— Text —
= = = = = = =

Kentler-Experiment: Wenn Ämter Kindesmissbrauch in Kauf nehmen

Das Kentler-Experiment: Wenn Pädophile auf einmal Pflegeväter werden. Von 1960 bis zum Beginn der 2000er leideten Kinder und Jugendliche darunter.
Das Kentler-Experiment: Wenn Pädophile auf einmal Pflegeväter werden. Von 1960 bis zum Beginn der 2000er leideten Kinder und Jugendliche darunter. (Bild: Pixabay)

Es ist eine der größten Skandale in der neueren Geschichte Deutschlands. Im Rahmen des „Kentler-Experiments“ wurden Kinder und Jugendliche aus sozial prekären Verhältnissen an pädophile Männer vermittelt – und das von Berliner Jugendämtern. Von 1960 bis zum Beginn der 2000er leideten zahlreiche Kinder und Jugendliche unter dem Experiment.

Es klingt wie ein Auszug aus einem kranken Film und doch war es die Realität. Der Berliner Sexualwissenschaftler Helmut Kentler war bis Mitte 1970 Abteilungsleiter am Pädagogischen Zentrum in Berlin. 1960 begann er mit seinem „wissenschaftlichen Experiment“, Kinder und Jugendliche an vorbestrafte Pädophile Männer zu übergeben. Kentler war der Überzeugung, dass sich die pädophilen Pflegeväter besser um die Kinder kümmern würden, als andere Pflegeeltern.

Obwohl allen Bewusst war, dass die Pädophilen auch Sex von den Kindern und Jugendlichen verlangen könnten, stellte das für die „Forscher“ kein Hindernis dar. Wie mehrere Medien berichteten, bekamen die Pädophilen sogar Pflegegeld.

= = = = = = =

— Deine Aufgaben —
A. Beantworte anhand des Textes folgende Fragen:
(i) Von welchen Ämtern wurden die Kinder und Jugendlichen an pädophile Männer vermittelt?
(ii) In welchem Jahr begann Helmut Kentler mit seinem Experiment?
(iii) Was bekamen die Pädophilen laut mehreren Medienberichten?
B. Schreib bitte den Abschnitt des Textes wortgetreu ab, der mit den Worten „Kentler-Experiment: Wenn Ämter“ beginnt und mit „unter dem Experiment.“ endet.

— Bereitgestelltes Material —
= = = = = = =

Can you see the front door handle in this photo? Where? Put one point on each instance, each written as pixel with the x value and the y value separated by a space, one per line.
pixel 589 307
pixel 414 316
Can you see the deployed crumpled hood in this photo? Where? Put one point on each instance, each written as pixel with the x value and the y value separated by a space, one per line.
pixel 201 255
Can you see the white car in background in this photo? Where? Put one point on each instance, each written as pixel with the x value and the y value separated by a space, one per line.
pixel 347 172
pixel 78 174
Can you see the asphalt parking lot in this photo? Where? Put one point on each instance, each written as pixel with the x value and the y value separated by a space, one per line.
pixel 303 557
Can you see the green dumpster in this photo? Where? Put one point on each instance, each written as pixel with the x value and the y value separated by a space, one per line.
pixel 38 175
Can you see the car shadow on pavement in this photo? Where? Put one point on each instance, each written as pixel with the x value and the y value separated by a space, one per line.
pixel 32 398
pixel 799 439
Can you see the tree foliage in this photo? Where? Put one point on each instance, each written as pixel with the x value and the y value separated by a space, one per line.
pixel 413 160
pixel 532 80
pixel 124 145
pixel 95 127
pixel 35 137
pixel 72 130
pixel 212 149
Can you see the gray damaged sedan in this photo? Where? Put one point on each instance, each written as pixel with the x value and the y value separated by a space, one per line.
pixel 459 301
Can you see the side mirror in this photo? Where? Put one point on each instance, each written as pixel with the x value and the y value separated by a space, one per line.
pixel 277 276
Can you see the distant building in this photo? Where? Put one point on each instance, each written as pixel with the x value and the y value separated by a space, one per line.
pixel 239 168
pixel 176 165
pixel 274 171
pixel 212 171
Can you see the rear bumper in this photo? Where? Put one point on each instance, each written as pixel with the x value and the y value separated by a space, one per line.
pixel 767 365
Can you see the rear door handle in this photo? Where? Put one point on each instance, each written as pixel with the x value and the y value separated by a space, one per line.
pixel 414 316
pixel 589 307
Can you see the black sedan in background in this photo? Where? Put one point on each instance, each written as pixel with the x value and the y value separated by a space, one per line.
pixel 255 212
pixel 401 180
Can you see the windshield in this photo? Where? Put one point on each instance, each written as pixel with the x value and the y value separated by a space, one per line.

= = = = = = =

— Lösungen —
A.
(i) Von Berliner Jugendämtern.
(ii) 1960.
(iii) Pflegegeld.

B.
Kentler-Experiment: Wenn Ämter Kindesmissbrauch in Kauf nehmen

Das Kentler-Experiment: Wenn Pädophile auf einmal Pflegeväter werden. Von 1960 bis zum Beginn der 2000er leideten Kinder und Jugendliche darunter.
Das Kentler-Experiment: Wenn Pädophile auf einmal Pflegeväter werden. Von 1960 bis zum Beginn der 2000er leideten Kinder und Jugendliche darunter. (Bild: Pixabay)

Es ist eine der größten Skandale in der neueren Geschichte Deutschlands. Im Rahmen des „Kentler-Experiments“ wurden Kinder und Jugendliche aus sozial prekären Verhältnissen an pädophile Männer vermittelt – und das von Berliner Jugendämtern. Von 1960 bis zum Beginn der 2000er leideten zahlreiche Kinder und Jugendliche unter dem Experiment.